-- OBJECTIVE --
Copy out every record below line for line, without changing a single character.

Entries for pointing and labeling:
>> START
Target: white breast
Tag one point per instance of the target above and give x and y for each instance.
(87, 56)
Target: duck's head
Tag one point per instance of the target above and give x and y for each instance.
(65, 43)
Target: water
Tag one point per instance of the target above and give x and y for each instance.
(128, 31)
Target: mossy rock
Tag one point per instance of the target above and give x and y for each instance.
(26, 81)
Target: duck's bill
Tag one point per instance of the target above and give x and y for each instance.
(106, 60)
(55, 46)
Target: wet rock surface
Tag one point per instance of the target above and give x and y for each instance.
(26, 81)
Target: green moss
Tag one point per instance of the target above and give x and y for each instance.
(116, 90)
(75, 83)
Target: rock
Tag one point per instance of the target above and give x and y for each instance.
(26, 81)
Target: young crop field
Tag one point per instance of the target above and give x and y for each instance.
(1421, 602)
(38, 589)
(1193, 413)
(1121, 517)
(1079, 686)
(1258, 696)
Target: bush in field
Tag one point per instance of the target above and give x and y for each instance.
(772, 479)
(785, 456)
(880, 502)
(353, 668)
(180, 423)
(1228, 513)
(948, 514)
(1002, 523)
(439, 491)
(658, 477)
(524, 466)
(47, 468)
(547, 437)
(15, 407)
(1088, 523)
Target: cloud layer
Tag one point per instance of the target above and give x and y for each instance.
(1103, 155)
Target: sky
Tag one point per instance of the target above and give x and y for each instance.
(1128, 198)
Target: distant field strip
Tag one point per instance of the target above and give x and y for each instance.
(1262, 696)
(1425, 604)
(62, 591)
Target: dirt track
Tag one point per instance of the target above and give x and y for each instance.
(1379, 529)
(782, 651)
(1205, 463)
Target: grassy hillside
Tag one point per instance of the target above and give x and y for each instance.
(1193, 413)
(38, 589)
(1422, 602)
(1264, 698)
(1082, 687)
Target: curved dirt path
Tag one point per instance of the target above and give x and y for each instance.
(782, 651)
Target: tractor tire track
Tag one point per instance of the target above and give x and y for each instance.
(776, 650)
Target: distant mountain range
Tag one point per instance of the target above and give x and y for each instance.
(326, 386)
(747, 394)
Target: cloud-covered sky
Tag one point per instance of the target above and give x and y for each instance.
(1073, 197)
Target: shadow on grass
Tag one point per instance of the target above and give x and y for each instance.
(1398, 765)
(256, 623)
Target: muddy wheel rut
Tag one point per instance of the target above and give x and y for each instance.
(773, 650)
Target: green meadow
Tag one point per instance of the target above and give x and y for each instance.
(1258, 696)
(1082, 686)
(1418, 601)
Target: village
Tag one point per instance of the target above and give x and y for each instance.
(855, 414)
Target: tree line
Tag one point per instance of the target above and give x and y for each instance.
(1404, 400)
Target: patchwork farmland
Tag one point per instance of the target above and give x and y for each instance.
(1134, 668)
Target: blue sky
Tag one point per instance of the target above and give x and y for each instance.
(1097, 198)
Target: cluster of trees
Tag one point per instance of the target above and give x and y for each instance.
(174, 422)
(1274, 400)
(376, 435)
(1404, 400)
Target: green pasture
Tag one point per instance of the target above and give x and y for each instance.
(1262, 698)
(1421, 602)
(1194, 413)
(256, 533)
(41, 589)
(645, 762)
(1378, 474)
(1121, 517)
>> END
-- RESULT FOR THIS EXERCISE --
Target: white breast
Tag one point per instance of the target above and give x and y for each instance.
(87, 56)
Target: duck's head
Tag one point per instance of the target above and give x and y for each instance.
(65, 43)
Target: water
Tag one point per instance of the target above and give x and y for each instance.
(128, 31)
Target: mossy rock
Tag one point per instance of the target above and give x and y for each instance.
(26, 81)
Target: duck's bill
Tag one point per instance of the target above and give x and y for each instance.
(106, 60)
(55, 46)
Target: wet rock surface
Tag one point per instance of the target above and give x and y for each instance.
(26, 81)
Target: green moss
Tag one point per instance of the target above and give x and y for each instance.
(116, 90)
(75, 83)
Target: rock
Tag one point per instance of the target above and give x and y for each instance.
(26, 81)
Target: young crop field
Tag one point per instance of the target above and give x and y for each instance.
(1421, 602)
(38, 589)
(1193, 413)
(1121, 517)
(1079, 686)
(1258, 696)
Target: bush in field
Tag one point per instance of the target above and give x and y for each instance.
(772, 479)
(785, 456)
(880, 502)
(353, 668)
(180, 423)
(1228, 513)
(948, 514)
(1002, 523)
(439, 491)
(658, 477)
(524, 466)
(47, 468)
(547, 437)
(15, 407)
(1088, 523)
Target: cloud layer
Tag one point per instance of the target above and give x and y for each instance.
(1103, 155)
Target: sky
Tag one point per instance of the target above and give x and y for each instance.
(1128, 198)
Target: distant field strip
Tag one point per instance of the target above and give x and y for each instance.
(1262, 696)
(1425, 604)
(62, 591)
Target: dirt track
Tag one point per instance of the target above and give x and y for each instance.
(1379, 529)
(782, 651)
(1205, 463)
Target: grassy hillside
Tag one point per instance of the target above and give x and y for each instance.
(1193, 413)
(38, 589)
(1422, 602)
(1264, 698)
(1082, 687)
Target: curved dirt path
Tag one point per instance of the target above and give x and y for each instance.
(782, 651)
Target: tractor tire track
Tag one point per instance of the target above and give x and y for each instance.
(776, 650)
Target: distant mountain range
Tag one point per instance of the target above and give x and y for each instance.
(326, 386)
(747, 394)
Target: cloud-covered sky
Tag one point per instance of the target above and give x and y for each instance.
(1073, 197)
Target: shadow on grass
Tag one point per instance of the target above and give x and y for each instance.
(1398, 765)
(256, 623)
Target: muddy wheel rut
Tag one point per instance of the target above and give x and y for each instance.
(773, 650)
Target: green meadow
Tag one point per instance of the target above and give x and y for each instance.
(1258, 696)
(1082, 686)
(1418, 601)
Target: village
Tag one point per instance of the target above and give x and y for each instance.
(855, 414)
Target: tree line
Tag one point per instance of the target above and give x and y for each instance.
(1404, 400)
Target: patchwork farmland
Tag one point per instance of the target above and give x and y for each instance.
(1134, 668)
Target: blue sky
Tag one point per instance of the target above and give x and y for each instance.
(1097, 198)
Target: cluster of trees
Tag one point per instance of the target above and give x and y for each instance.
(174, 422)
(1274, 400)
(376, 435)
(1404, 400)
Target: green pasture
Tag one point per instance of the target above and give x and y for each instance.
(1262, 698)
(1421, 602)
(1194, 413)
(256, 533)
(41, 589)
(645, 762)
(1378, 474)
(1121, 517)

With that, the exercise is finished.